Exercise instructions:
1) In the investing Q&A, how often should investors review their mutual fund investments?
2) Edit the stretch of the investing Q&A from "STP refers to" through "their equity investments.", replacing "lump sum" with "one-time".

Excerpt provided:
Advantages of Investing in REIT

1. Easier to invest in real estate using REIT

2. Lower risk as compared to direct investment in real estate

3. REITs are transparent as they disclose the capital portfolio annually and semi-annually

4. Bulk of the REIT income is paid as a dividend to the REIT investors

Thus, REIT gives an opportunity to retail, High Networth Individuals (HNIs) and institutional investors to hold shares by investing in it.

(Lakshmi Iyer)

8. What is STP and SWP and when to use this facility?

STP refers to Systematic Transfer Plan wherein an investor invests a lump sum amount in one scheme and regularly transfers or switches a pre-defined amount into another scheme. Systematic Withdrawal Plan (SWP) is a facility that allows an investor to withdraw money from an existing mutual fund at predetermined intervals. Generally, investors use these features when they are close to reaching their financial goals and would like to redeem gradually from their equity investments.

(Harshad Chetanwala - CFP CM - Head - Customer Delight, Quantum Mutual Fund)

9. How to review the mutual fund portfolio?

Ideally, mutual fund investments are linked to long-short term financial goals of investors. Investors need to review their investments every six months to one year. See if there is any fund performance that is showing a red flag consistently. In that case, investors would have to update their portfolios. However, it is very important to understand that negative performance is not always an indicator of poor performance. One needs to look at the state of the market at that time. It could be possible that other funds are also underperforming.

(Harshad Chetanwala)

10. What is expense ratio or Total Expense Ratio (TER)?

The Total Expense Ratio (TER) is the cost borne by mutual fund company to manage and operate investors’ money in a particular fund/scheme. A TER of a mutual fund scheme is a ratio that measures the per unit cost of managing a fund.

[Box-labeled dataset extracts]
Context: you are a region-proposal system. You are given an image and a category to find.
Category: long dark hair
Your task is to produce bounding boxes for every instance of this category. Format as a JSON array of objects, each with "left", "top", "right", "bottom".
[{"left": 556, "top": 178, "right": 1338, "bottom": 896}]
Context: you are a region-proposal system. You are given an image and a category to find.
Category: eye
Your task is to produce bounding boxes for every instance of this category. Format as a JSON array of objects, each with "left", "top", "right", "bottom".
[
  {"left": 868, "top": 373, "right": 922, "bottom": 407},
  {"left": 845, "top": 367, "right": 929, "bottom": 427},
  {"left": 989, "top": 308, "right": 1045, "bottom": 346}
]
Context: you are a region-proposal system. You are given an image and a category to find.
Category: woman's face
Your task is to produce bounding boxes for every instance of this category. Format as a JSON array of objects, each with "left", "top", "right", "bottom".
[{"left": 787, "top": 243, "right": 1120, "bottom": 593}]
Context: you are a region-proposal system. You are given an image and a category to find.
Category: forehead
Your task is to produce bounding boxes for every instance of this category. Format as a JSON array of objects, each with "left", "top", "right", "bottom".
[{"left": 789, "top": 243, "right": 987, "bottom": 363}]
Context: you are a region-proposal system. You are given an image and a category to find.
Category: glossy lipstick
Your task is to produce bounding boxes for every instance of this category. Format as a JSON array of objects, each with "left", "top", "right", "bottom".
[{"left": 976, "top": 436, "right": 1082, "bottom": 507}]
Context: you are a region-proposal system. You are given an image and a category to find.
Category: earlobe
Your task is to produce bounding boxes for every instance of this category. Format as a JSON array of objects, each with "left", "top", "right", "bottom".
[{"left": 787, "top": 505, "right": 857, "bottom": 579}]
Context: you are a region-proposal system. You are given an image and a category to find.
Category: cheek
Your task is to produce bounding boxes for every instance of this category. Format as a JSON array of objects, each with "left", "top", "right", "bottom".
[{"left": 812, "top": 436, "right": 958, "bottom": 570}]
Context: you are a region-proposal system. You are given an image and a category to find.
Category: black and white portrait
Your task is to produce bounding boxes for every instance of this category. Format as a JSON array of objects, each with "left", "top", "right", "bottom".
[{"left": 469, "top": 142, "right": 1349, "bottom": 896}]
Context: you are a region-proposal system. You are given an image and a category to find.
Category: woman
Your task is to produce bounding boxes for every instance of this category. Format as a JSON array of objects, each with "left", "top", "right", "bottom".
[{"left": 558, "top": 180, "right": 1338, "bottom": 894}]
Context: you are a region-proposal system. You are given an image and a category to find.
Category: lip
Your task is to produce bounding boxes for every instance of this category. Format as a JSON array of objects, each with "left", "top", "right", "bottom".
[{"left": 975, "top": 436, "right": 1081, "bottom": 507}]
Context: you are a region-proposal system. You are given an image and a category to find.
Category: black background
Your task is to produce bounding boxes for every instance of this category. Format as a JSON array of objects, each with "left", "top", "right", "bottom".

Task-by-task outputs:
1) Every six months to one year.

2)
STP refers to Systematic Transfer Plan wherein an investor invests a one-time amount in one scheme and regularly transfers or switches a pre-defined amount into another scheme. Systematic Withdrawal Plan (SWP) is a facility that allows an investor to withdraw money from an existing mutual fund at predetermined intervals. Generally, investors use these features when they are close to reaching their financial goals and would like to redeem gradually from their equity investments.